--- BRIEF ---
Repeat only the lines below from the one containing "of the base" through the one containing "pixel 301 230", inclusive, exactly as written.

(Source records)
+++
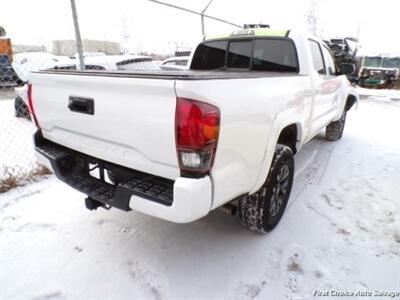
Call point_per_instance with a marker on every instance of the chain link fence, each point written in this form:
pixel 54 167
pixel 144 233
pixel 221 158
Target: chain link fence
pixel 18 164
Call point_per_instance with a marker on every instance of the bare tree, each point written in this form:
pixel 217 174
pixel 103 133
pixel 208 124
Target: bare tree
pixel 312 19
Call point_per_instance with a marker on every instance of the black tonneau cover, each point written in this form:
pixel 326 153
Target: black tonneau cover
pixel 174 74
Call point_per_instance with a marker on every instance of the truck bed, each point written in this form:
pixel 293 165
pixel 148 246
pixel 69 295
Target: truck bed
pixel 174 74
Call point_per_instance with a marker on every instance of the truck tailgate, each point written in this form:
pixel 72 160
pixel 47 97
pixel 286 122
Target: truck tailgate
pixel 132 118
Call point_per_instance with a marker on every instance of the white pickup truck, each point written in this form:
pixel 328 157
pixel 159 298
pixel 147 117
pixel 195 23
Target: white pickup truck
pixel 176 145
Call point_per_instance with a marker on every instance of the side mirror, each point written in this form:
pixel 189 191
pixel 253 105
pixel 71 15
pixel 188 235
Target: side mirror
pixel 347 69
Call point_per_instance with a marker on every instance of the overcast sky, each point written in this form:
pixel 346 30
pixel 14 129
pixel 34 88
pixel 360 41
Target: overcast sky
pixel 142 25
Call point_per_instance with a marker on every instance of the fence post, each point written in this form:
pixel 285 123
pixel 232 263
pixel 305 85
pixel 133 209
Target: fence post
pixel 77 36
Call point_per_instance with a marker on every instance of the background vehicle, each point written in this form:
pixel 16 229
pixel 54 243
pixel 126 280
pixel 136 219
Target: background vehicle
pixel 378 72
pixel 177 144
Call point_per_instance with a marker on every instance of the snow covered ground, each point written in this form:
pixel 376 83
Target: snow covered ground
pixel 341 231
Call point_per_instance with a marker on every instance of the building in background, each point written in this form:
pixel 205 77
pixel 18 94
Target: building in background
pixel 28 48
pixel 68 47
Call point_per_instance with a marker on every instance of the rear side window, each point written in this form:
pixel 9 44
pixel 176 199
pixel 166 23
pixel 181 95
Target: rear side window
pixel 317 57
pixel 275 56
pixel 210 56
pixel 259 54
pixel 239 54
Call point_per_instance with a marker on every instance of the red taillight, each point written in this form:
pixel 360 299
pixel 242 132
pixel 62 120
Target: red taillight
pixel 30 106
pixel 196 132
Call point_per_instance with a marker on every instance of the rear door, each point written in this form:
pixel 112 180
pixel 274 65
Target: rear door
pixel 125 120
pixel 326 87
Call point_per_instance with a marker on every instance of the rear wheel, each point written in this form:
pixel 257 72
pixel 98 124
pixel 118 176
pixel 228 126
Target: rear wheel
pixel 262 211
pixel 334 130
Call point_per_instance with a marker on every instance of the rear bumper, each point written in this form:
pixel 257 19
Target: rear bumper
pixel 181 201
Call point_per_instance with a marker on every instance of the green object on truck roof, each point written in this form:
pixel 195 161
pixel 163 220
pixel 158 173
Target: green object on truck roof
pixel 267 32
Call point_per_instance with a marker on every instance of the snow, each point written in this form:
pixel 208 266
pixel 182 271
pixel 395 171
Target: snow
pixel 341 231
pixel 16 144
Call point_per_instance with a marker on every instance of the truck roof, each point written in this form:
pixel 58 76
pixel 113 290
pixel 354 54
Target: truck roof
pixel 250 32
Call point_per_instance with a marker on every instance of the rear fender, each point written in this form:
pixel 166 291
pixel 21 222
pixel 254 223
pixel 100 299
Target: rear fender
pixel 282 120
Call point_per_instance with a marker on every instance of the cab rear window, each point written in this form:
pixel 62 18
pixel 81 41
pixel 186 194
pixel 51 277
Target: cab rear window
pixel 269 54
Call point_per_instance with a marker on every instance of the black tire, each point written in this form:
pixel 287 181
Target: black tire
pixel 334 130
pixel 262 211
pixel 21 109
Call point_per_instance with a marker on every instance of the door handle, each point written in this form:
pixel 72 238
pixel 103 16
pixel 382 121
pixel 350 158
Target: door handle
pixel 81 105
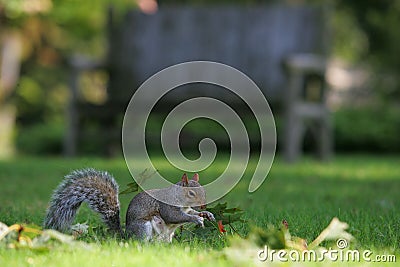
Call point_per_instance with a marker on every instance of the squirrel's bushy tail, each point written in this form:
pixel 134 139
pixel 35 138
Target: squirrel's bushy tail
pixel 96 188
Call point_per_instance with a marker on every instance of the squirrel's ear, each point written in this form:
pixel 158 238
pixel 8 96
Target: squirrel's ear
pixel 195 177
pixel 185 180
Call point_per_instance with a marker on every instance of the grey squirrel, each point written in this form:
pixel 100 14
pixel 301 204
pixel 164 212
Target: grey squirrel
pixel 147 218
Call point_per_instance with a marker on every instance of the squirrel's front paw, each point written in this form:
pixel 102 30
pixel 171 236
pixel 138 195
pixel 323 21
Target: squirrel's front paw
pixel 199 220
pixel 208 215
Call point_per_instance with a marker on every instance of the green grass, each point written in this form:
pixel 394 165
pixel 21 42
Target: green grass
pixel 358 189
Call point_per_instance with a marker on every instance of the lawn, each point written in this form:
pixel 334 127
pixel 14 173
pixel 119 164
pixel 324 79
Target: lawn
pixel 361 190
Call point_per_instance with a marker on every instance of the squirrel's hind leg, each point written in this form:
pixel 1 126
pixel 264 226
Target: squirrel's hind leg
pixel 140 229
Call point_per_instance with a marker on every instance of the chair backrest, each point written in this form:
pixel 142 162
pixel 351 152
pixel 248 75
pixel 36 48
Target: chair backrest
pixel 254 40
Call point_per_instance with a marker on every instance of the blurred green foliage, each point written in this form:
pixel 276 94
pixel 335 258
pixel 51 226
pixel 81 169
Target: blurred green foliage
pixel 53 30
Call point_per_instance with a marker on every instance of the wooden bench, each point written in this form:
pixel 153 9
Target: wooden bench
pixel 256 40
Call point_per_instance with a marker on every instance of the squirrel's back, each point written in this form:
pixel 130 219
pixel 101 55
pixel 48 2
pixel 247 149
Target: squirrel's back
pixel 97 188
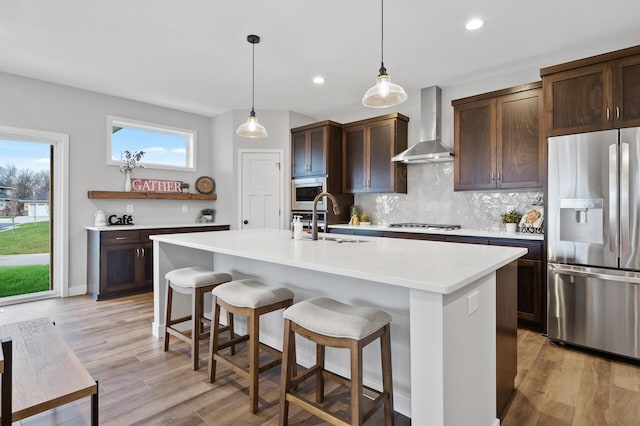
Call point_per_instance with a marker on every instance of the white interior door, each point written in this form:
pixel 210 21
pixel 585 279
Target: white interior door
pixel 261 189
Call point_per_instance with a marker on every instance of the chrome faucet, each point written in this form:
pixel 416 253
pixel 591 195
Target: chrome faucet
pixel 314 215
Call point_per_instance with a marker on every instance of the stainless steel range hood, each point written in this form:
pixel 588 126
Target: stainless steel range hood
pixel 429 149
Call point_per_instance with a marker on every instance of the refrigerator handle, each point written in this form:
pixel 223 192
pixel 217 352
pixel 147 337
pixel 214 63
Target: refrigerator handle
pixel 559 270
pixel 613 198
pixel 624 198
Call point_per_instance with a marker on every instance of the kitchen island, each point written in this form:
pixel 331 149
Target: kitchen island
pixel 441 296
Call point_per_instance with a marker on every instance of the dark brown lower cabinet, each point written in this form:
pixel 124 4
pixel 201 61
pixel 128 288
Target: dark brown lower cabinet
pixel 121 262
pixel 532 287
pixel 506 336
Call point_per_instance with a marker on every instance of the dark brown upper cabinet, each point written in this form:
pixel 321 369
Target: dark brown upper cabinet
pixel 596 93
pixel 498 139
pixel 312 146
pixel 367 149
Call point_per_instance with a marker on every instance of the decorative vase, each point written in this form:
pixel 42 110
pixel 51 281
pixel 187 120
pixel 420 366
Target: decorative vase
pixel 127 183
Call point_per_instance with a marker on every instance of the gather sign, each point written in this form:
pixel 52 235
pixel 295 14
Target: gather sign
pixel 155 185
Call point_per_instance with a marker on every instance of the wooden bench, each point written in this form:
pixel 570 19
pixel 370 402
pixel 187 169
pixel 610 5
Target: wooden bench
pixel 45 372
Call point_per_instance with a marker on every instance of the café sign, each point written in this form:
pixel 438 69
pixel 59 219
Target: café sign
pixel 155 185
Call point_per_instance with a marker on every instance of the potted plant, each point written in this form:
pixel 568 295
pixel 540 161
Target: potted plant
pixel 130 162
pixel 511 219
pixel 207 214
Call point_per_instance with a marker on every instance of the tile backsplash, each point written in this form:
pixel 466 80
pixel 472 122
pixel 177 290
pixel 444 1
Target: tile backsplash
pixel 430 199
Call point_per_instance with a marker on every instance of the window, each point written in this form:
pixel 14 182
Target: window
pixel 164 147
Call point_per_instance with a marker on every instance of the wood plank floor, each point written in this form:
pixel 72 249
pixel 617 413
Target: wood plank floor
pixel 140 384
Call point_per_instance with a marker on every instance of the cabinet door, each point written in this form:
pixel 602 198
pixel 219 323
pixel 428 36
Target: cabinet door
pixel 475 145
pixel 381 149
pixel 145 265
pixel 119 268
pixel 578 100
pixel 626 84
pixel 317 151
pixel 530 294
pixel 299 166
pixel 520 148
pixel 354 155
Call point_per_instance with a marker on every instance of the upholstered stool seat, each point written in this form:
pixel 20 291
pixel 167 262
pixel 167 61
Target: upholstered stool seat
pixel 328 322
pixel 248 298
pixel 193 281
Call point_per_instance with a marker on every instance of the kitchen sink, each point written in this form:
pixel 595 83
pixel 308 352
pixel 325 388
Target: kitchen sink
pixel 338 239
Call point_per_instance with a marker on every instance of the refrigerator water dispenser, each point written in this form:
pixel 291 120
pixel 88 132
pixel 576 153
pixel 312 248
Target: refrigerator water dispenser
pixel 581 220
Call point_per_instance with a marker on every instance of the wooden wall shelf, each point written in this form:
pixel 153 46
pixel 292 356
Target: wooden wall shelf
pixel 115 195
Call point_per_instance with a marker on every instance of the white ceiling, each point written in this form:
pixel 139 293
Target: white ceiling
pixel 193 55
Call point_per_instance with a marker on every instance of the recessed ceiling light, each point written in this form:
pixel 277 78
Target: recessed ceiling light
pixel 474 24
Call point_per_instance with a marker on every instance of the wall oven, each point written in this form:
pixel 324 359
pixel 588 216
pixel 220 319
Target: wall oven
pixel 303 191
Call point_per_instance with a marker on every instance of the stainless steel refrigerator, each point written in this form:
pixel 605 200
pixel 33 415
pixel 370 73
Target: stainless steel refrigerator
pixel 593 240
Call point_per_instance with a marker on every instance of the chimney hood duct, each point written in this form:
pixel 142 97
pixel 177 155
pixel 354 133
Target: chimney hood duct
pixel 429 149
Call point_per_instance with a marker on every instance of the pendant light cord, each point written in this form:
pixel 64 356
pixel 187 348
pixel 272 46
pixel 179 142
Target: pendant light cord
pixel 382 32
pixel 253 76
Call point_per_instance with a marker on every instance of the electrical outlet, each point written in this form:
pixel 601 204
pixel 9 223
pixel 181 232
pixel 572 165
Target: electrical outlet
pixel 473 303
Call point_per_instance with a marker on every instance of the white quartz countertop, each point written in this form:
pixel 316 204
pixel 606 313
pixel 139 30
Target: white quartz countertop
pixel 433 266
pixel 467 232
pixel 150 226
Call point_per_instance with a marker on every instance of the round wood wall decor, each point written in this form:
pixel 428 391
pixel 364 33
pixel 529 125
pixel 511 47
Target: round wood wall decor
pixel 205 185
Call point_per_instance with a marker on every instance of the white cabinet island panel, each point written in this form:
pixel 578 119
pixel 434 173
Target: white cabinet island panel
pixel 441 297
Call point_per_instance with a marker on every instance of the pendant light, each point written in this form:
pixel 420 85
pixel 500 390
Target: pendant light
pixel 384 93
pixel 252 129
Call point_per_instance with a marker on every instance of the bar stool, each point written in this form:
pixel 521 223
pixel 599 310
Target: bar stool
pixel 248 298
pixel 194 281
pixel 327 322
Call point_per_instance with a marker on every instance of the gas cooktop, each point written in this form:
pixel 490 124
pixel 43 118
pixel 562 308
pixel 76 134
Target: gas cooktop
pixel 424 226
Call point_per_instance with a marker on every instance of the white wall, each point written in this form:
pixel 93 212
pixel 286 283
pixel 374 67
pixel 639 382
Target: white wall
pixel 430 197
pixel 225 154
pixel 34 104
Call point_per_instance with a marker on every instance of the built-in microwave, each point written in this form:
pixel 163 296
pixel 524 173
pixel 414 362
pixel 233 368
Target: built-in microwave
pixel 303 192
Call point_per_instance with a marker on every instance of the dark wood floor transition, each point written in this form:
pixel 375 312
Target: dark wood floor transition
pixel 142 385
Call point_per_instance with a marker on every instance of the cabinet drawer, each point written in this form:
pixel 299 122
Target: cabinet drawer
pixel 109 238
pixel 534 247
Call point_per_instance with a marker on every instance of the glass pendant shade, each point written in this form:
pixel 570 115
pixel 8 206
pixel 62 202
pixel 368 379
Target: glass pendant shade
pixel 252 129
pixel 384 93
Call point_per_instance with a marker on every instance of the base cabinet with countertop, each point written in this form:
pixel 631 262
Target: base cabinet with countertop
pixel 532 289
pixel 120 261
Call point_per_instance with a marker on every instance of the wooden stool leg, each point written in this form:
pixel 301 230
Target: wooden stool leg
pixel 320 351
pixel 254 360
pixel 232 332
pixel 387 378
pixel 167 316
pixel 213 341
pixel 288 360
pixel 196 314
pixel 356 383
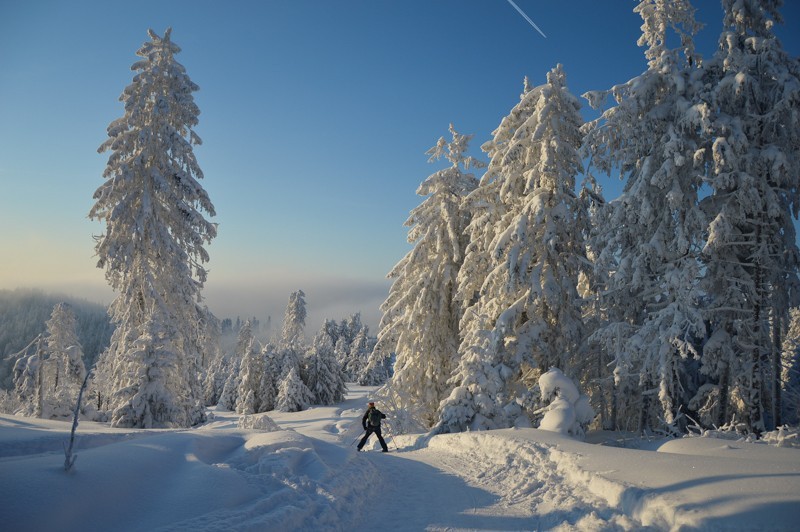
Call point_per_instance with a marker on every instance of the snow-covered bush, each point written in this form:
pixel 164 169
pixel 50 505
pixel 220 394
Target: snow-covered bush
pixel 784 436
pixel 570 411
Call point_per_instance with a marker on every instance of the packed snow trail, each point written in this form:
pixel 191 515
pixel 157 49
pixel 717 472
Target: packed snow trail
pixel 458 482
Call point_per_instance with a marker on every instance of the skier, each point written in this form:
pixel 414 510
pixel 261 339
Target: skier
pixel 372 423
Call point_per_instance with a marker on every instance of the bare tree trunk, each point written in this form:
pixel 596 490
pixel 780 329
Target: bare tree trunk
pixel 776 371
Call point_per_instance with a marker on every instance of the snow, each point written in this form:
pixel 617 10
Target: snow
pixel 306 475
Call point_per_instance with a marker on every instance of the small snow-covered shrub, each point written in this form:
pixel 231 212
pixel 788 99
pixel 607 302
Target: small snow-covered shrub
pixel 784 436
pixel 569 411
pixel 258 422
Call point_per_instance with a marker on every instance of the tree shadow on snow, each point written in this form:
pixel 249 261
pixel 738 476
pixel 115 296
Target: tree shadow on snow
pixel 416 496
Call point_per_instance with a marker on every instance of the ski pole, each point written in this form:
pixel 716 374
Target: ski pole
pixel 392 436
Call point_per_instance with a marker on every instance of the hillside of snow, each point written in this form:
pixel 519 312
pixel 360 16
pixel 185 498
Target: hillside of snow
pixel 304 474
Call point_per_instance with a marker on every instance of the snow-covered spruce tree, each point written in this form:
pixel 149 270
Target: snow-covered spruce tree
pixel 251 375
pixel 790 370
pixel 528 314
pixel 649 238
pixel 357 357
pixel 293 394
pixel 64 370
pixel 27 379
pixel 268 391
pixel 378 369
pixel 214 379
pixel 325 377
pixel 230 390
pixel 421 315
pixel 752 95
pixel 294 320
pixel 153 246
pixel 291 346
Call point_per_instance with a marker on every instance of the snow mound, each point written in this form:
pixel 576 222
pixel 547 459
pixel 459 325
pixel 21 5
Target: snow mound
pixel 258 422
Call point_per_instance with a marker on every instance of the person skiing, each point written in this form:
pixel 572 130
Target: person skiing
pixel 372 424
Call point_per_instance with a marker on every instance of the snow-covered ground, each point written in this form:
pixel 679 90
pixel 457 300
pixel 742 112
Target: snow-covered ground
pixel 308 476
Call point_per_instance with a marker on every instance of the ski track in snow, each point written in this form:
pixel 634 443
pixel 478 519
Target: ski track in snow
pixel 509 486
pixel 308 476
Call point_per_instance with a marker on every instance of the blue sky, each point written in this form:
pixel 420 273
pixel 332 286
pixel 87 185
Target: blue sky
pixel 316 116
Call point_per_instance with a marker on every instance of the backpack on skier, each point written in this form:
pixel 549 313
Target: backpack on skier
pixel 374 417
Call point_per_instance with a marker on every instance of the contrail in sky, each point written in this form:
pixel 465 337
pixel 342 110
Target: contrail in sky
pixel 521 12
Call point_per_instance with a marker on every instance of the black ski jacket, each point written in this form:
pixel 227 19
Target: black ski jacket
pixel 365 419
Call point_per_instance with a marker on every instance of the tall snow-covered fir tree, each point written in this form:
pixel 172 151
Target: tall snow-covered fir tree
pixel 356 359
pixel 64 370
pixel 528 313
pixel 648 239
pixel 421 315
pixel 752 96
pixel 294 319
pixel 153 246
pixel 790 370
pixel 324 375
pixel 292 392
pixel 251 372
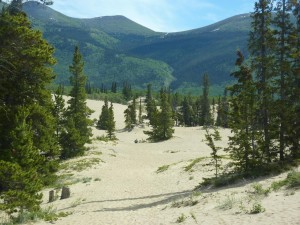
+++
--- RESPONSE ---
Call point_per_instance with a marker on every instance of the base cabinet with countertop, each point written in this form:
pixel 631 262
Target: base cabinet with countertop
pixel 532 289
pixel 120 261
Call point_per_instance with a marker on every instance of the wooden stool leg, each point written in this form:
pixel 301 230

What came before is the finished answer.